• [Input data]:
— BEGIN —
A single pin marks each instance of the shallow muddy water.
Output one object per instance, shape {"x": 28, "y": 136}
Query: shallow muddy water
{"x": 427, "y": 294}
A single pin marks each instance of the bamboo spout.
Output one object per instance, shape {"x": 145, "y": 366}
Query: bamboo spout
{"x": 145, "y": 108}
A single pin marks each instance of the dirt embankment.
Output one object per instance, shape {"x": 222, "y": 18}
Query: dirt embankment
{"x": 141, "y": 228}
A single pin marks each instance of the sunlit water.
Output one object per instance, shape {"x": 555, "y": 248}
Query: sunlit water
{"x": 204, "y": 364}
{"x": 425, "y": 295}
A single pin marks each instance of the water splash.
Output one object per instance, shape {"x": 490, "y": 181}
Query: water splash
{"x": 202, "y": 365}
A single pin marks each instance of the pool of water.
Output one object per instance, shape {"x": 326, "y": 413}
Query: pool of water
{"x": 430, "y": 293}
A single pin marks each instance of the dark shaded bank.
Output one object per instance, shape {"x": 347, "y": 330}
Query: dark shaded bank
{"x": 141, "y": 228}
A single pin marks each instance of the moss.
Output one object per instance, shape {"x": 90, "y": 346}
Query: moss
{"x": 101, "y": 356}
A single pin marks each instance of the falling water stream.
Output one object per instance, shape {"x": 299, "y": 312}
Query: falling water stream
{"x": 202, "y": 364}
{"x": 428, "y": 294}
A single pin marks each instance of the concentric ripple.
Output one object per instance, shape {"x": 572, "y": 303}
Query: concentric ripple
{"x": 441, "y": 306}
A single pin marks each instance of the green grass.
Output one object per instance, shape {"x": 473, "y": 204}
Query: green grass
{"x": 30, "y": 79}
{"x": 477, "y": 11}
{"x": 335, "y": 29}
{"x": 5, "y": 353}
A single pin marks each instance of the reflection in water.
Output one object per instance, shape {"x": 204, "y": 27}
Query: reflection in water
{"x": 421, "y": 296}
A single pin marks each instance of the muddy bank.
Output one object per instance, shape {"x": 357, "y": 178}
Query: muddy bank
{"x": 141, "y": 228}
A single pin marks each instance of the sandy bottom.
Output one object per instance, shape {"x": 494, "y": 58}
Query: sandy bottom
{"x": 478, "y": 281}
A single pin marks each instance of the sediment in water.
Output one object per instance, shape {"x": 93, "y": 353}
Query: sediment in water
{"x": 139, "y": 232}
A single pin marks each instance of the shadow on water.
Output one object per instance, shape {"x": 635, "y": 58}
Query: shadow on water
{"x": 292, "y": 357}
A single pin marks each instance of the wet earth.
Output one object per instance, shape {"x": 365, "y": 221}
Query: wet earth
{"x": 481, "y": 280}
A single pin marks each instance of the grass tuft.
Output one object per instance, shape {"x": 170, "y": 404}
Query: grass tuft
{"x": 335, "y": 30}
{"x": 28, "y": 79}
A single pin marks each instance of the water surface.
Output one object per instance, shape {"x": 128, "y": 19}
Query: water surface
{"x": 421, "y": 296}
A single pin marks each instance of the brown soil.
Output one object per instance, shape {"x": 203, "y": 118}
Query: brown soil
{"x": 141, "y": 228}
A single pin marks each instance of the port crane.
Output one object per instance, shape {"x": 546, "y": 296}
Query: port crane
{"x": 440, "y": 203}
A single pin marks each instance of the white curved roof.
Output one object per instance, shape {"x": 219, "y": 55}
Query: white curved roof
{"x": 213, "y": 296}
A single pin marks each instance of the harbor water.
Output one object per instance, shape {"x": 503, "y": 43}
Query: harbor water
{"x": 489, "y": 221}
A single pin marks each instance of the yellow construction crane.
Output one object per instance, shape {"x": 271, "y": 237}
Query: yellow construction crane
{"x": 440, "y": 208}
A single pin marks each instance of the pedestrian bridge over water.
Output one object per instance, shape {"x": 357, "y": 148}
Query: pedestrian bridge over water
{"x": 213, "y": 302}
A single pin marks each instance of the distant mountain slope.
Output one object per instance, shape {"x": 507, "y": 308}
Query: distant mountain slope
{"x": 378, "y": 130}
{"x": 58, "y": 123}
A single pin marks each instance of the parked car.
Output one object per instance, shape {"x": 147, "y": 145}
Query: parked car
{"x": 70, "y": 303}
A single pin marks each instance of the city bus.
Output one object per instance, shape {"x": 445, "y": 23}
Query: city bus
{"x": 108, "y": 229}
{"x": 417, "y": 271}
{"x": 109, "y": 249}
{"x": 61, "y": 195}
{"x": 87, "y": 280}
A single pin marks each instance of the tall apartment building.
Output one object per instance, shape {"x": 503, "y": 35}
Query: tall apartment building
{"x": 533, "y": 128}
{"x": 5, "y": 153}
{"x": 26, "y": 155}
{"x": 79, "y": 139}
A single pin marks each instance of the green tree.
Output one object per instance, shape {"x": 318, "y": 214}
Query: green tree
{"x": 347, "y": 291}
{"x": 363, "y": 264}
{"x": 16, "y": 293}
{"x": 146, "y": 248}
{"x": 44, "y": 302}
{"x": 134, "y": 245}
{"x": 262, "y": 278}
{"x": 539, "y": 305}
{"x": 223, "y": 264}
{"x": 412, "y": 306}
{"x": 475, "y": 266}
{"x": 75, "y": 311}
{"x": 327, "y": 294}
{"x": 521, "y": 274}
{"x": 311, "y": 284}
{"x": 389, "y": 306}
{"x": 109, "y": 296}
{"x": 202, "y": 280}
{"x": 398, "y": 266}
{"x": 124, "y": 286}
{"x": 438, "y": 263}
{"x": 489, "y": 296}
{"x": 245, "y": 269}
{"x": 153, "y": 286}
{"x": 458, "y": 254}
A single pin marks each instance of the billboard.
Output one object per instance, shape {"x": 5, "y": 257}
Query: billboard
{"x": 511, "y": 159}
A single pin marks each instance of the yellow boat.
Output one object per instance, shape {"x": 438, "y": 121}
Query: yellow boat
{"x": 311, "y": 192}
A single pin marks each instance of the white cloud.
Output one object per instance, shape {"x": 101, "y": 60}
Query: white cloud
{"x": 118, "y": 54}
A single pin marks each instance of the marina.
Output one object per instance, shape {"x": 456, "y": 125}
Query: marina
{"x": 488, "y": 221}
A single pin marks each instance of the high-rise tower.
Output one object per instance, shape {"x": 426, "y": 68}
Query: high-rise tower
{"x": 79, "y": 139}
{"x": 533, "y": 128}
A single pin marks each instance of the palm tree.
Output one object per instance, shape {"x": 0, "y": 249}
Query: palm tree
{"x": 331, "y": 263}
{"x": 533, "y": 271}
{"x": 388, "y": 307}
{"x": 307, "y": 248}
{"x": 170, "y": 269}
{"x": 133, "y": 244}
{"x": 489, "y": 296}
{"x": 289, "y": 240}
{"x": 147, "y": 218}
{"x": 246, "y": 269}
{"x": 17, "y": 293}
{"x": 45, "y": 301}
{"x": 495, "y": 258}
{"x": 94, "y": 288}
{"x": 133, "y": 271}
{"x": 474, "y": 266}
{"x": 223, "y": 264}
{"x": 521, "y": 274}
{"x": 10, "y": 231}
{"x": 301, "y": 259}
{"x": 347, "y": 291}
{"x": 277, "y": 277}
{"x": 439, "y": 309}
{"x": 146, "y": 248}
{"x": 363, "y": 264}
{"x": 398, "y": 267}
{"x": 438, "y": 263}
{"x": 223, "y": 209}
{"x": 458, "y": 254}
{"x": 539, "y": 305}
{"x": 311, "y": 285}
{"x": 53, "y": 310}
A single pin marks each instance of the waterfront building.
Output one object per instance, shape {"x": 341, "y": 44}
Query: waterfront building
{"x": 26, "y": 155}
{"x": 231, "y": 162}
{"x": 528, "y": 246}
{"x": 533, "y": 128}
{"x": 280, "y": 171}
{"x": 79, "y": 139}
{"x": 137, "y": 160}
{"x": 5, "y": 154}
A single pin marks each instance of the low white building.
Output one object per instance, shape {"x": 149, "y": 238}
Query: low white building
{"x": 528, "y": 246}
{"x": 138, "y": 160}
— END —
• [What you need to do]:
Reproduce the records above exactly, starting with the line that contains "A single pin marks each instance of the billboard." and ending with the last line.

• [Problem solution]:
A single pin marks each instance of the billboard.
Output one object per instance, shape {"x": 5, "y": 257}
Query: billboard
{"x": 511, "y": 159}
A single pin marks each instance of the yellow boat.
Output one object per instance, shape {"x": 438, "y": 121}
Query: yellow boat
{"x": 311, "y": 192}
A single pin marks each instance of the white cloud.
Output one object per instance, shape {"x": 101, "y": 60}
Query: white cloud
{"x": 118, "y": 54}
A single pin marks each instance of the marina.
Output one object per instance, shape {"x": 456, "y": 125}
Query: marina
{"x": 488, "y": 221}
A single pin marks each instance of the high-rise tower.
Output one object per instance, shape {"x": 426, "y": 68}
Query: high-rise tower
{"x": 79, "y": 139}
{"x": 533, "y": 128}
A single pin marks each instance of the palm tree.
Output one object per instance, shape {"x": 0, "y": 249}
Query: palm tree
{"x": 331, "y": 263}
{"x": 533, "y": 271}
{"x": 388, "y": 307}
{"x": 307, "y": 248}
{"x": 170, "y": 269}
{"x": 133, "y": 244}
{"x": 489, "y": 296}
{"x": 289, "y": 240}
{"x": 147, "y": 218}
{"x": 246, "y": 269}
{"x": 17, "y": 293}
{"x": 45, "y": 301}
{"x": 495, "y": 258}
{"x": 94, "y": 288}
{"x": 133, "y": 271}
{"x": 474, "y": 266}
{"x": 223, "y": 264}
{"x": 521, "y": 274}
{"x": 10, "y": 231}
{"x": 301, "y": 259}
{"x": 347, "y": 291}
{"x": 277, "y": 277}
{"x": 439, "y": 309}
{"x": 146, "y": 248}
{"x": 363, "y": 264}
{"x": 398, "y": 267}
{"x": 438, "y": 263}
{"x": 223, "y": 209}
{"x": 458, "y": 254}
{"x": 539, "y": 305}
{"x": 311, "y": 285}
{"x": 53, "y": 310}
A single pin marks each instance of the waterfront building.
Output one object per instance, shape {"x": 341, "y": 44}
Query: waterfront building
{"x": 26, "y": 155}
{"x": 231, "y": 162}
{"x": 528, "y": 246}
{"x": 533, "y": 128}
{"x": 280, "y": 171}
{"x": 79, "y": 139}
{"x": 137, "y": 160}
{"x": 5, "y": 154}
A single pin marks each instance of the low white building.
Output one object per instance, shape {"x": 149, "y": 238}
Query: low white building
{"x": 528, "y": 246}
{"x": 138, "y": 160}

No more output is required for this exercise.